• ASSIGNED TASK:
Return the entries exactly. Images are not part of the copy.

• STUDY MATERIAL:
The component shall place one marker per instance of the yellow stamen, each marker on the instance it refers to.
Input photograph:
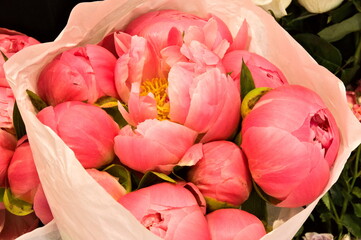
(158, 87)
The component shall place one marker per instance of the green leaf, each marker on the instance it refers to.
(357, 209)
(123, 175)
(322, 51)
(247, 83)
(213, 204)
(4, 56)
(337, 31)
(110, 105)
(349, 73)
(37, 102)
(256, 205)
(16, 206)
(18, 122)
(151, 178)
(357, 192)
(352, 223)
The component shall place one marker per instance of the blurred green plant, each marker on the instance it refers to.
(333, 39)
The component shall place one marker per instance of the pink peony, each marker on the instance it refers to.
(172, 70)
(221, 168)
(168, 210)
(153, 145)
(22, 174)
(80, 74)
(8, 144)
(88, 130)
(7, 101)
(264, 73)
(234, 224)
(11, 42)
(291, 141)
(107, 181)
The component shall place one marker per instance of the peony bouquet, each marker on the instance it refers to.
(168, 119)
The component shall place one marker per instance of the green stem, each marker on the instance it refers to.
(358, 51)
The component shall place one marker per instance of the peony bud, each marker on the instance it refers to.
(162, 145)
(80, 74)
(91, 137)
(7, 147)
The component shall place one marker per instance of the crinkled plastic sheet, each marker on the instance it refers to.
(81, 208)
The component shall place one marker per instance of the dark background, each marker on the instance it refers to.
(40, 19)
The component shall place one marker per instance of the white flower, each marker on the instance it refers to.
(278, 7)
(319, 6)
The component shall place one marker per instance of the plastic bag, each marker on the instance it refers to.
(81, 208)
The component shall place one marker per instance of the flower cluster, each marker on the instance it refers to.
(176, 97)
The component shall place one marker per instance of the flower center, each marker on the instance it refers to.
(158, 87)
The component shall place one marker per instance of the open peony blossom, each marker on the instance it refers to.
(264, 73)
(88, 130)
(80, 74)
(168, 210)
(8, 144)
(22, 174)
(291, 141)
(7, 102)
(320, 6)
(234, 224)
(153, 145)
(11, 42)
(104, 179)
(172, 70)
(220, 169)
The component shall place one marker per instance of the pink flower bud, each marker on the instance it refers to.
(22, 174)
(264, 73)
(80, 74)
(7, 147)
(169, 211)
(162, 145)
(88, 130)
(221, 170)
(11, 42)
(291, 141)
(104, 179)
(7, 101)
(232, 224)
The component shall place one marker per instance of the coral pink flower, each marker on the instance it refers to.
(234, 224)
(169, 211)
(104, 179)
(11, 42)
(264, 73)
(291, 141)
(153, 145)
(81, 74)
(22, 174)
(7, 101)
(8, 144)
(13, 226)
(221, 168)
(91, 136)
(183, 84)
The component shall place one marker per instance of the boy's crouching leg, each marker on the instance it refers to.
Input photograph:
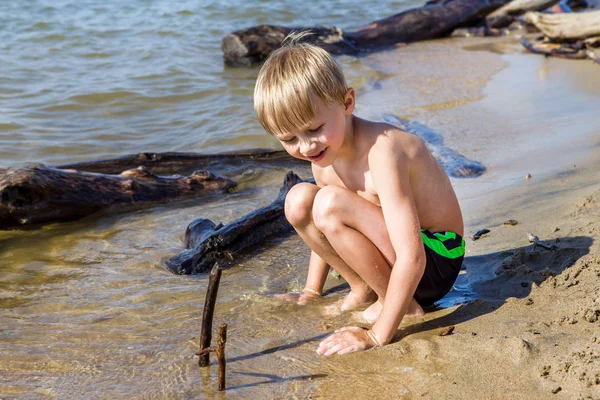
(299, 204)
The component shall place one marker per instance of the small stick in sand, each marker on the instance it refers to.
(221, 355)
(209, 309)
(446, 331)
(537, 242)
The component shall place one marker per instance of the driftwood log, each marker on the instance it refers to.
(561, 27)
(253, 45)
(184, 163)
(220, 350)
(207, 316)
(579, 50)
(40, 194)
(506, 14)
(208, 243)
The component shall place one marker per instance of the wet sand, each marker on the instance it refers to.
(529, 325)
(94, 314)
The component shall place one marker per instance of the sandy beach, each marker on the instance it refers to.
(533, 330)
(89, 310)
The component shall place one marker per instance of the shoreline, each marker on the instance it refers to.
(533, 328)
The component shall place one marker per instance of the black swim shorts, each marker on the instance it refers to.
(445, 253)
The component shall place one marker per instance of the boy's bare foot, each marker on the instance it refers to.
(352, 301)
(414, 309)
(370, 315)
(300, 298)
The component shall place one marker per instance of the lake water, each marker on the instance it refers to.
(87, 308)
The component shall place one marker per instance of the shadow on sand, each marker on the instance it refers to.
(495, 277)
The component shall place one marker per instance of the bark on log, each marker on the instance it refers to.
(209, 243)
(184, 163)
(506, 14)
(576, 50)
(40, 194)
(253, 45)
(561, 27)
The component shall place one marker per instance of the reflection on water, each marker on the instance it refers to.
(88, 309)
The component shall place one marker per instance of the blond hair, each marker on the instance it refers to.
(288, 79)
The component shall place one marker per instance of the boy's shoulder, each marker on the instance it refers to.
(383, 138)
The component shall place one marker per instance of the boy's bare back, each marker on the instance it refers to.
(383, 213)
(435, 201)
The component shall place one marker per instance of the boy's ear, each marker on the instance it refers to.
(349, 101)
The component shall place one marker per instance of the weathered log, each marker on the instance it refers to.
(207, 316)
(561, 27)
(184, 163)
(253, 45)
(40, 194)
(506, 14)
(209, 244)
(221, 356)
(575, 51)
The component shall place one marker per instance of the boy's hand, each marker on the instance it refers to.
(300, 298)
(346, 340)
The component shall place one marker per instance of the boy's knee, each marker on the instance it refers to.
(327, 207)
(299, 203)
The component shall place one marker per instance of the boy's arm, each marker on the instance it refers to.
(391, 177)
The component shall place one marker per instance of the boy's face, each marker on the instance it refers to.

• YOUR SOLUTION:
The component shall place one marker per instance of the yellow stamen, each marker on the instance it refers to.
Input photograph:
(158, 87)
The component shall place one marker per instance of the green leaf, each marker on the instance it refers to.
(357, 209)
(123, 175)
(322, 51)
(247, 83)
(213, 204)
(4, 56)
(337, 31)
(110, 105)
(349, 73)
(37, 102)
(256, 205)
(16, 206)
(18, 122)
(151, 178)
(357, 192)
(352, 223)
The component shall place one marker per instance of the blurred green plant, each marker on the instance it refers to.
(333, 39)
The component shall place one marker per instance of the pink peony, each marker on the instance it refers to.
(172, 70)
(221, 168)
(168, 210)
(153, 145)
(22, 174)
(80, 74)
(8, 144)
(88, 130)
(7, 101)
(264, 73)
(234, 224)
(11, 42)
(291, 141)
(107, 181)
The component shall place one marker per instance of the peony bouquet, each marker on the instance it refers to.
(168, 119)
The component shall place one marker per instance of the green stem, each marker on the instance it refers to.
(358, 51)
The component shall place one marker per instance of the peony bud, each marker on the instance it refers to.
(162, 145)
(80, 74)
(91, 137)
(7, 147)
The component shall place one marker per instance of the crinkled plastic sheet, each marker on the instance it refers to.
(81, 208)
The component shall place one marker per instance of the dark background, each marker on the instance it refers to.
(40, 19)
The component shall place one marker per instance of the white flower, each marker on the instance it refers to.
(278, 7)
(319, 6)
The component shall place one marker per instance of the plastic bag, each marker on the instance it refers to.
(81, 208)
The component shall place one marker per instance of the flower cluster, each marker on the instance it refers to.
(176, 97)
The component shall place one marker per instance of the flower center, each marker on the instance it refers to.
(158, 87)
The component shall place one marker per instance of the open peony blossom, each marker on the instance it refers to.
(264, 73)
(88, 130)
(80, 74)
(168, 210)
(8, 144)
(22, 174)
(291, 141)
(7, 102)
(320, 6)
(234, 224)
(153, 145)
(11, 42)
(104, 179)
(172, 70)
(220, 169)
The component shall place one marker per instance of the pink flower bud, each marker on the instance it refers to.
(22, 174)
(264, 73)
(80, 74)
(7, 147)
(169, 211)
(162, 145)
(88, 130)
(221, 170)
(11, 42)
(291, 141)
(104, 179)
(7, 101)
(232, 224)
The component shall place one marker per instance of the coral pink flower, each marker on the instance it refers to.
(234, 224)
(169, 211)
(104, 179)
(11, 42)
(264, 73)
(291, 141)
(153, 145)
(81, 74)
(22, 174)
(7, 101)
(8, 144)
(13, 226)
(221, 168)
(91, 136)
(183, 84)
The component shall place one marker per instance of the boy's crouching leg, each marker on the instance it refers to.
Input photograph:
(299, 204)
The component shall place one marker per instance of the small stick in sand, each marker on the instance it refers to.
(221, 355)
(209, 309)
(446, 331)
(537, 242)
The component shall place one marker per instance of the driftwood log, each marker on the instance it refers to.
(561, 27)
(253, 45)
(184, 163)
(220, 350)
(207, 316)
(579, 50)
(40, 194)
(506, 14)
(208, 243)
The component shall place one marker per instance of the wet sand, each marker on the instance it refers to.
(529, 325)
(94, 314)
The component shall place one marker per instance of the sandy beach, each marker on the instance it refers to.
(533, 330)
(89, 310)
The component shall place one marker per instance of the shoreline, each marker on the instance it refers to.
(533, 328)
The component shall place one marker per instance of the black swim shorts, each marker on the instance it refers to.
(445, 253)
The component shall place one marker per instance of the boy's bare foot, each marker on the instance it refers to.
(352, 301)
(414, 309)
(370, 315)
(300, 298)
The component shall place one marker per instance of the lake water, each marker on the instance it refers to.
(87, 308)
The component shall place one marker per instance of the shadow on sand, each marker on the instance it refers to.
(495, 277)
The component shall place one marker per instance of the bark on log, each marker on the instance it refers to.
(209, 243)
(184, 163)
(506, 14)
(576, 50)
(40, 194)
(253, 45)
(561, 27)
The component shall place one marker per instance of the reflection on water, each marker on the instance it refers to.
(88, 309)
The component shall place one marker per instance of the blond hair, each marker on the instance it refers to.
(288, 79)
The component shall place one marker per instance of the boy's shoulder, each marker on the instance it refers to.
(383, 138)
The component shall place one marker per instance of the boy's bare back, each marker on the instance it refers to.
(383, 213)
(435, 201)
The component shall place one marker per instance of the boy's ear, each marker on the instance it refers to.
(349, 101)
The component shall place one marker per instance of the weathered log, each marker on the instance it refers to.
(207, 316)
(561, 27)
(184, 163)
(253, 45)
(40, 194)
(506, 14)
(209, 244)
(221, 356)
(575, 51)
The component shall place one marker per instance of the boy's hand, each marker on the instance it refers to.
(300, 298)
(346, 340)
The component shall place one marker per instance of the boy's knee, each marker on the instance it refers to.
(327, 207)
(299, 203)
The component shall place one marker per instance of the boy's arm, each marker on the instance it refers to.
(391, 177)
The component shall place one marker per instance of the boy's face, each marker on the instance it refers to.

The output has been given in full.